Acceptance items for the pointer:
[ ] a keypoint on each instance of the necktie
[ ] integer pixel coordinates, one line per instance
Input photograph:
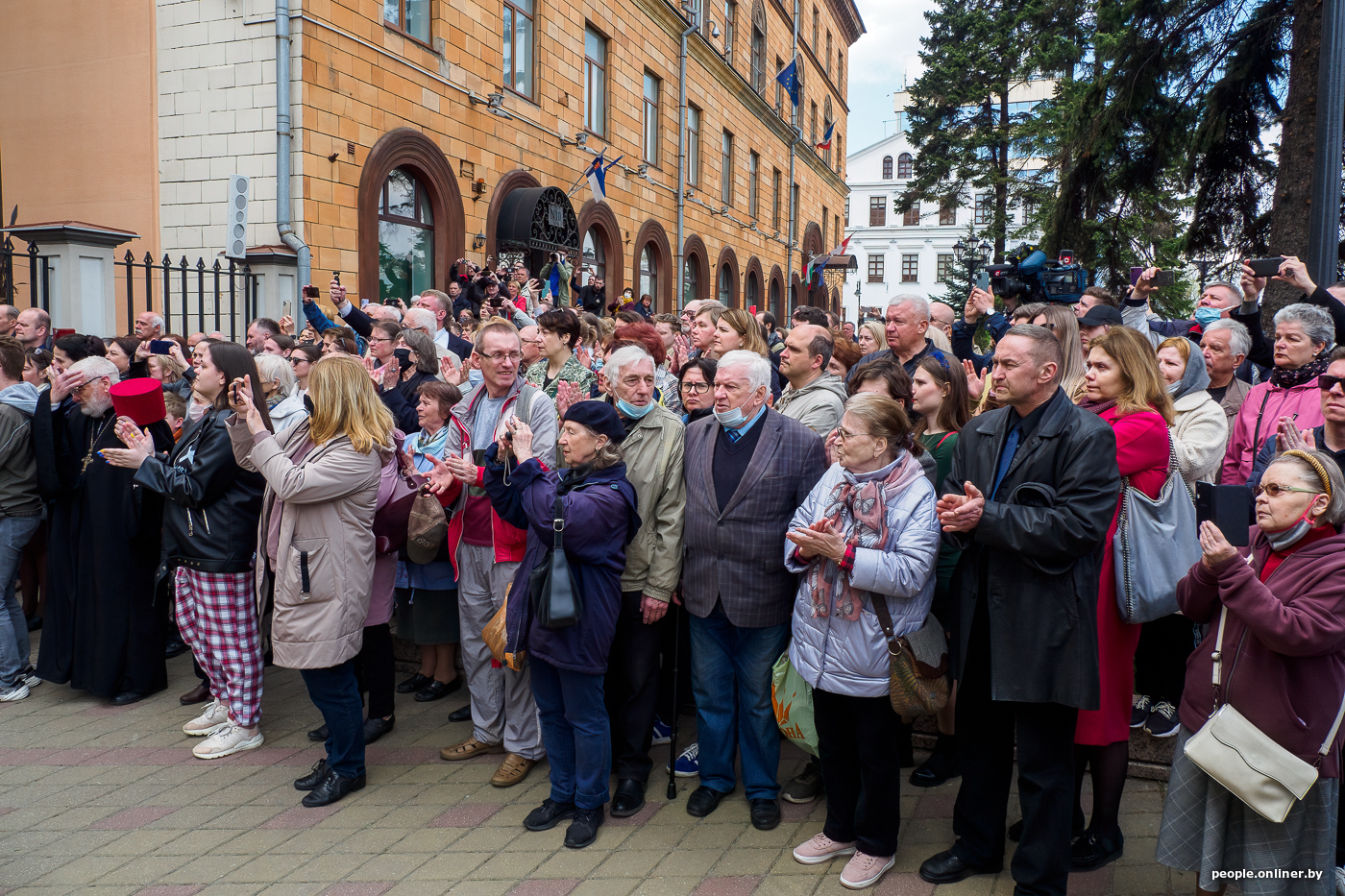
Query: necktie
(1006, 458)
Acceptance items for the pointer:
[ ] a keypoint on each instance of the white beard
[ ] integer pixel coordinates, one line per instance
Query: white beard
(96, 406)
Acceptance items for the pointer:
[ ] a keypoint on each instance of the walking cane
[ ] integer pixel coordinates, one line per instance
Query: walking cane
(676, 648)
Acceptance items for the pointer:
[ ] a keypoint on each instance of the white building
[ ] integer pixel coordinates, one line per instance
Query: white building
(907, 254)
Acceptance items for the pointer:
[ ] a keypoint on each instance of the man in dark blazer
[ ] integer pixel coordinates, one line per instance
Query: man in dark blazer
(746, 472)
(1029, 499)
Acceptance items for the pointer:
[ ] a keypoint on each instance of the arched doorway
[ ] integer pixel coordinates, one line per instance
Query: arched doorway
(652, 265)
(601, 245)
(409, 214)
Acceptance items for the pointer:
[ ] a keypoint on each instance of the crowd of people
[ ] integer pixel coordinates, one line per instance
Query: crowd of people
(618, 516)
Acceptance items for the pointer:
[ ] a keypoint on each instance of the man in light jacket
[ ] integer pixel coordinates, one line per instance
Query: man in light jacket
(814, 397)
(654, 448)
(487, 552)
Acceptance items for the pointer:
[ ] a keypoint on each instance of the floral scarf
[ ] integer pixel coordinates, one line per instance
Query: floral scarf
(858, 509)
(1297, 376)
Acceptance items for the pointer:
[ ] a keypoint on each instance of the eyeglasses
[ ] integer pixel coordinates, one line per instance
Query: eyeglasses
(1277, 490)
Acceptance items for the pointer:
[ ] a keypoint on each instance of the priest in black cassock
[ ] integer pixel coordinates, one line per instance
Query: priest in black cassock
(101, 633)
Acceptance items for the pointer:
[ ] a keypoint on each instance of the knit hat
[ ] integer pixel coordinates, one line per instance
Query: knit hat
(600, 417)
(141, 399)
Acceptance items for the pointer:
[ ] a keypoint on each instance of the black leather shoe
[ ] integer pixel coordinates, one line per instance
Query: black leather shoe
(549, 814)
(703, 801)
(313, 777)
(1093, 851)
(377, 727)
(128, 697)
(413, 684)
(945, 868)
(331, 788)
(582, 831)
(766, 814)
(628, 798)
(437, 689)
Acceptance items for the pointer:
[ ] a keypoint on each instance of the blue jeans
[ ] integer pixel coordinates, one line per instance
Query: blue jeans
(336, 694)
(15, 646)
(730, 677)
(575, 734)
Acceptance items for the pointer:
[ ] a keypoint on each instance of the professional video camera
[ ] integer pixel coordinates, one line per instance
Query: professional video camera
(1031, 276)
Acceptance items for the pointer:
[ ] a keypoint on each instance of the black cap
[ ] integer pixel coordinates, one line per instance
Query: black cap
(1102, 316)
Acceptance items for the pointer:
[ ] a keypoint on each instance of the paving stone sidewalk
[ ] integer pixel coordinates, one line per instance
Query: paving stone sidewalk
(107, 801)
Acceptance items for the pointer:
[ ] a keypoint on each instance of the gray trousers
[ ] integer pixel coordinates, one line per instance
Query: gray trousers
(503, 709)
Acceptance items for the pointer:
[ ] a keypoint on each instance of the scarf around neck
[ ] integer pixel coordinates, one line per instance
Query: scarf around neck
(858, 510)
(1297, 376)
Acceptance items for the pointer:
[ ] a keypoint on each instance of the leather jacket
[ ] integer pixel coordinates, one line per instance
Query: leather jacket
(210, 517)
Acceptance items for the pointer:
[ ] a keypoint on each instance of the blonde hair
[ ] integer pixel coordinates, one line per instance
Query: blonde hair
(746, 326)
(1145, 388)
(345, 402)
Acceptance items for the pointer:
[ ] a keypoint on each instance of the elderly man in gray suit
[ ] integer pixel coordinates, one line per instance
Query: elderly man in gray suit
(746, 472)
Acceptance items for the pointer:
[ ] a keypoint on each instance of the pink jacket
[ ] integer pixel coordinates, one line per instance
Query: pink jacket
(1258, 419)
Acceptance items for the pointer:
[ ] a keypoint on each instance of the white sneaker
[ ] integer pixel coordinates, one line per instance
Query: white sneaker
(208, 721)
(865, 871)
(229, 740)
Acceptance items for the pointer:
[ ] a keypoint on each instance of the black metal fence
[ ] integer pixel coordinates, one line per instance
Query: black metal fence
(190, 296)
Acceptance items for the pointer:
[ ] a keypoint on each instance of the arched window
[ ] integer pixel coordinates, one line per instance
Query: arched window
(689, 278)
(648, 272)
(595, 255)
(405, 238)
(726, 287)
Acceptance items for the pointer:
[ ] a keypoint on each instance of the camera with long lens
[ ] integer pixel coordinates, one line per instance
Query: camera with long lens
(1028, 275)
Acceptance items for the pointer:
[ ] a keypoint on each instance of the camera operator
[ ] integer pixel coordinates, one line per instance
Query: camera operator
(555, 278)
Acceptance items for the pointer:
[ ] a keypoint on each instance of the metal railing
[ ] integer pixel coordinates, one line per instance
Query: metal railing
(226, 304)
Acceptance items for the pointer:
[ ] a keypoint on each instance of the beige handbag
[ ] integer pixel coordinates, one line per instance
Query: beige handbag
(1246, 761)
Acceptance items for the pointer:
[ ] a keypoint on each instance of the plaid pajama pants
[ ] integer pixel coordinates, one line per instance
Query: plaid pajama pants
(217, 615)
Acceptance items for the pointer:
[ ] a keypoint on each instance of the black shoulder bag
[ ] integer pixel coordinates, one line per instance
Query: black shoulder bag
(555, 597)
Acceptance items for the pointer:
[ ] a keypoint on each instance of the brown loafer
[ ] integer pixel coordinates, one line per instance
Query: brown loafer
(468, 748)
(513, 770)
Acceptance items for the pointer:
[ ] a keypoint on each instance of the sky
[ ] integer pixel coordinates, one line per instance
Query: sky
(876, 64)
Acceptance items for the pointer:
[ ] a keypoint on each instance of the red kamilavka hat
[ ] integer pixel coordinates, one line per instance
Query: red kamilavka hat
(140, 399)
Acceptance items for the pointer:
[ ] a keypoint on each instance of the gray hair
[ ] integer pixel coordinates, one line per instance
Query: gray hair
(1308, 473)
(94, 368)
(1239, 338)
(759, 369)
(621, 358)
(276, 369)
(918, 303)
(1315, 322)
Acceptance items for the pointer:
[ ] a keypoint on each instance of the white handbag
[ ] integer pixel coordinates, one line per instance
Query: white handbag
(1246, 761)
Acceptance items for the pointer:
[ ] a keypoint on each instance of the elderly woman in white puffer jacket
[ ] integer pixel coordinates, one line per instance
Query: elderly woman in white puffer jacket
(867, 532)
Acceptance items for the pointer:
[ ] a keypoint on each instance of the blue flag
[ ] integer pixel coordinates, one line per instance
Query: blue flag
(790, 78)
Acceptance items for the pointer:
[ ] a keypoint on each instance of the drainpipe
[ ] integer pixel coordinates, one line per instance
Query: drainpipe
(282, 137)
(794, 140)
(681, 168)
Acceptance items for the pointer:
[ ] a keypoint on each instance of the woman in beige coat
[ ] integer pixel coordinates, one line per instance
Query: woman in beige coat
(316, 547)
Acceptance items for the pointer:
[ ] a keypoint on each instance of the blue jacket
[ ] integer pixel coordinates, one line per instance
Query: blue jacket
(600, 520)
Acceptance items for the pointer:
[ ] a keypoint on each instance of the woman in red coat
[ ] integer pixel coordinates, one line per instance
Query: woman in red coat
(1125, 389)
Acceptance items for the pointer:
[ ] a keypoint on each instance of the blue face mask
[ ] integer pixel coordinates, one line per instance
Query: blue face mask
(631, 410)
(1206, 316)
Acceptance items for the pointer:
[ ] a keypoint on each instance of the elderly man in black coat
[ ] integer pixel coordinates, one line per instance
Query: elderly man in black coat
(1029, 499)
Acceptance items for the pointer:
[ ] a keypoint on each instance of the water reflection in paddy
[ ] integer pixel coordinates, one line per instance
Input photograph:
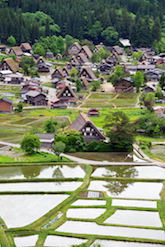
┄┄┄┄┄┄┄┄┄┄
### REQUIRED WORK:
Everything from the line that contains "[ ] a keypoint on each instance of the water" to the final line of the data is to be duplicated exactly, both ends included, except the pictures.

### EXERCISE RESULT:
[ ] a keypoint on each instance of the water reflection in paddy
[ ] integer pixel coordinates, one line per instance
Input photograph:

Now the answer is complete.